**To be done**
Rewrite every item below with "innermost" changed to "most central" and nothing else altered, and leave the pictures out of your answer.
------------
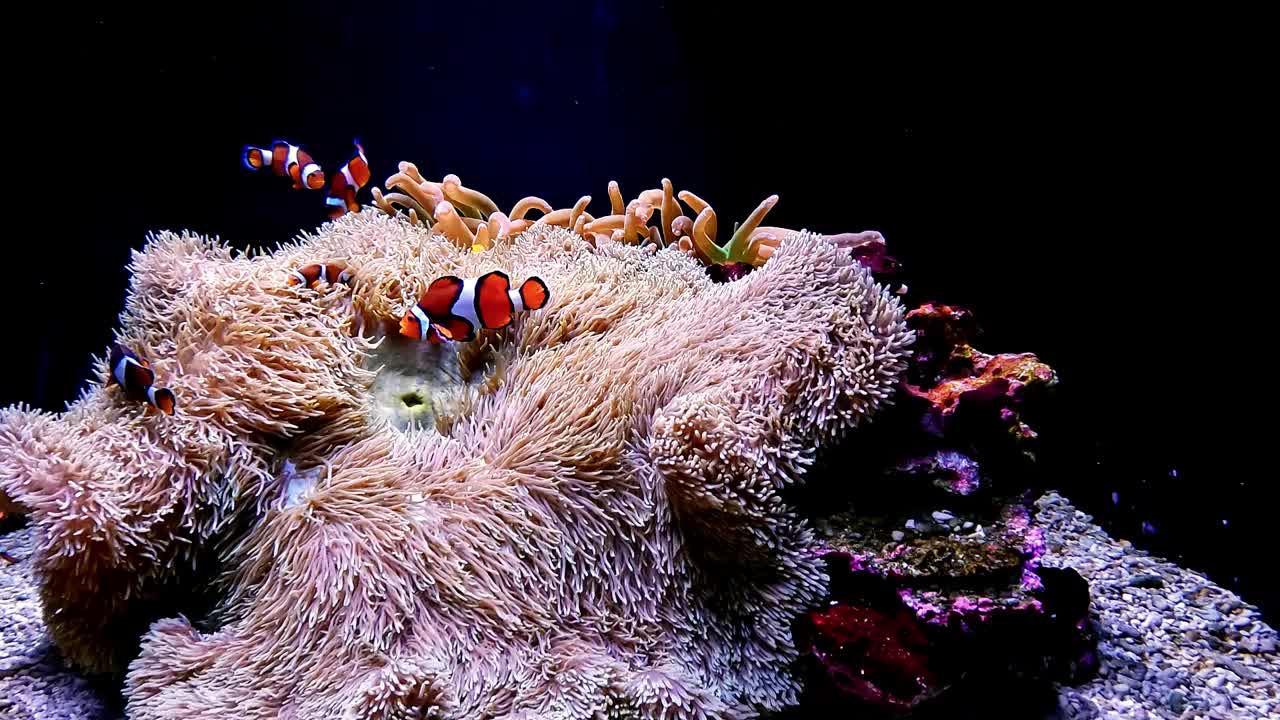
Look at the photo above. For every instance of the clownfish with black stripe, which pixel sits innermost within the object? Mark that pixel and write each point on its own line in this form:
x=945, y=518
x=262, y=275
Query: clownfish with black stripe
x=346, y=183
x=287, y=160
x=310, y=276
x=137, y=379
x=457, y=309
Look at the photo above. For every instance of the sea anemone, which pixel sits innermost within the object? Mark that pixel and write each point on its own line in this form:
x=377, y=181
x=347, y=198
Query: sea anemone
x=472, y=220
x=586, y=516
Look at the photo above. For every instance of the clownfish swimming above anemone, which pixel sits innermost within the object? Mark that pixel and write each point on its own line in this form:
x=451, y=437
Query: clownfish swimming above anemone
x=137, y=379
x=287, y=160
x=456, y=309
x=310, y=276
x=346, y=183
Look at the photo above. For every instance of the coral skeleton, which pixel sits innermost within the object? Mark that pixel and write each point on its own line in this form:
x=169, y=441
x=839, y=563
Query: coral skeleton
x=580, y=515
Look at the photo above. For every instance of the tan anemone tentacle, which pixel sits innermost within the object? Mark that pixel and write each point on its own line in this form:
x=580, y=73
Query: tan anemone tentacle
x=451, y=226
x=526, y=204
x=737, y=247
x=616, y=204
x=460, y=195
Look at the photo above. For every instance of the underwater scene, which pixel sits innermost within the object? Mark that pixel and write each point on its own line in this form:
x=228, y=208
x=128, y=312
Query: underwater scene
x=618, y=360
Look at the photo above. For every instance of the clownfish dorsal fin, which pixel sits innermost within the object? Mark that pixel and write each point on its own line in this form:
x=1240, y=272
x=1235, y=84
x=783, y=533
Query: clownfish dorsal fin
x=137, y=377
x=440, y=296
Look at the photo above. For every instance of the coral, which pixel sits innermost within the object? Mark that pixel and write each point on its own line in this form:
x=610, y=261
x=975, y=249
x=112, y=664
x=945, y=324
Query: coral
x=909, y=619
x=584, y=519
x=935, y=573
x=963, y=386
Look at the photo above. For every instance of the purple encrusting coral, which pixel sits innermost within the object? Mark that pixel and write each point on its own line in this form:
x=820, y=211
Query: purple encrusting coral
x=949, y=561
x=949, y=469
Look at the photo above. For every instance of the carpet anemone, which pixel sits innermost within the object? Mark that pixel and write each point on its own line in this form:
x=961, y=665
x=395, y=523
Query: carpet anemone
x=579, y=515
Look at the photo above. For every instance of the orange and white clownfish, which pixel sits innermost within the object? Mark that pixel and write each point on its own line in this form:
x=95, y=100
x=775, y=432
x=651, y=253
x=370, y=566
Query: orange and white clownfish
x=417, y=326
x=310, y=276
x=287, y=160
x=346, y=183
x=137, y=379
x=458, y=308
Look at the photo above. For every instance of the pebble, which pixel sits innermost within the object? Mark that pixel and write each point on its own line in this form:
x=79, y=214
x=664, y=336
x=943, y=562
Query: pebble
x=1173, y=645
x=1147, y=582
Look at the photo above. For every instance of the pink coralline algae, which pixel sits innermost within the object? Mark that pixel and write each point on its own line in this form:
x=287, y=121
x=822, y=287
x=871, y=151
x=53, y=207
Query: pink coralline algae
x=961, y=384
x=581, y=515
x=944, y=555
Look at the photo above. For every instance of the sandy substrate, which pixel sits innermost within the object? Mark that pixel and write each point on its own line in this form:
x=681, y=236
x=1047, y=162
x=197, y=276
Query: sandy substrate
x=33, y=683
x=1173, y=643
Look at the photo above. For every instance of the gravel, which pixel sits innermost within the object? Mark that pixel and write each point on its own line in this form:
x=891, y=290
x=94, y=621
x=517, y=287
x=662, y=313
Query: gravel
------------
**Finished task**
Look at the photo above. For every instance of the clownfish with black stripe, which pixel sits most central within the object? Mark that pixel and write each point on its own line in this form:
x=945, y=518
x=262, y=275
Query: clownfish with black stripe
x=346, y=183
x=287, y=160
x=310, y=276
x=137, y=379
x=457, y=309
Look at the photo above. For every instance of the sea anemone, which pixel sits most central within the object? Mark that pixel and write each point on its own line in this form:
x=377, y=181
x=347, y=198
Query: sea anemone
x=472, y=220
x=586, y=516
Look at the photo above. For every instance of the clownfish swimming above anemone, which pixel sits most central within the object? Mark that pixel and write each point on its own line in this form:
x=451, y=437
Query: clownfish swimming above anemone
x=137, y=379
x=287, y=160
x=456, y=309
x=310, y=276
x=346, y=183
Look at the photo above. For every instance of the coral skeleton, which pixel sits most central within the object? Mark that pixel and write each point on its own line in this form:
x=169, y=441
x=839, y=563
Query: coral skeleton
x=580, y=515
Look at the photo above. For every instance of the tan anemone tentacle, which pixel sits most central within the object? Mark that pixel and write each point on its own line in this form:
x=580, y=73
Query: tan anemone tentacle
x=451, y=226
x=526, y=204
x=737, y=247
x=616, y=204
x=460, y=195
Look at the photo above. For every instance of the underwater scene, which pixel sits most central within the object? Mark that pixel and write each point on its own line in this form:
x=228, y=208
x=128, y=312
Query: underwater scene
x=618, y=360
Look at the photo above. For every instance of the clownfish dorsal fin, which pixel sits most central within the object? Mark that pixel and write each point on its own line in this form:
x=1240, y=272
x=1235, y=84
x=783, y=533
Query: clownfish dorsal fin
x=137, y=377
x=440, y=296
Look at the photo above. For every instance of the coral, which pixel sits most central within the object? Mark that pixel and write each point on its own line in this form:
x=610, y=261
x=975, y=249
x=112, y=664
x=945, y=324
Query: coral
x=909, y=619
x=584, y=519
x=935, y=573
x=963, y=386
Look at the photo above. For every instance of the purple encrusting coral, which pixel sits most central within the object? Mark that pixel and write each point on its own line in this form:
x=820, y=211
Query: purple encrusting coral
x=949, y=561
x=949, y=469
Look at the photo above. For every instance of the carpet anemone, which pixel sits most central within the object? Mark that pixel and write each point on its own line in this form:
x=961, y=665
x=395, y=523
Query: carpet anemone
x=579, y=515
Look at the photo above. For every instance of the orange and white clownfish, which pixel sits most central within the object? Mark that pixel and write each point on its own line in this form:
x=95, y=100
x=775, y=432
x=651, y=253
x=370, y=566
Query: orange and white clownfish
x=417, y=326
x=310, y=276
x=287, y=160
x=346, y=183
x=137, y=379
x=458, y=308
Look at the photo above. For every instance of the pebble, which pixel sits most central within the object? Mark that pixel and write each point on its own line in this form:
x=79, y=214
x=664, y=336
x=943, y=562
Query: pebble
x=1173, y=645
x=1147, y=582
Look at the photo above. For every instance of the pink coralline algae, which pixel sits most central within the object? Mark that pixel and write each point on its own line in this form:
x=287, y=121
x=822, y=287
x=871, y=151
x=53, y=207
Query: pink coralline algae
x=961, y=384
x=581, y=515
x=944, y=555
Look at the photo above. For every instance of the sandy substrate, which pixel sits most central within the object? Mark that pixel and write each point on its own line in this form:
x=681, y=236
x=1047, y=162
x=197, y=276
Query: sandy substrate
x=33, y=683
x=1173, y=643
Look at the photo above. For every instance of the gravel, which pixel sits most central within the object? Mark that pixel and write each point on its own line in this form:
x=891, y=290
x=94, y=621
x=517, y=287
x=662, y=313
Query: gravel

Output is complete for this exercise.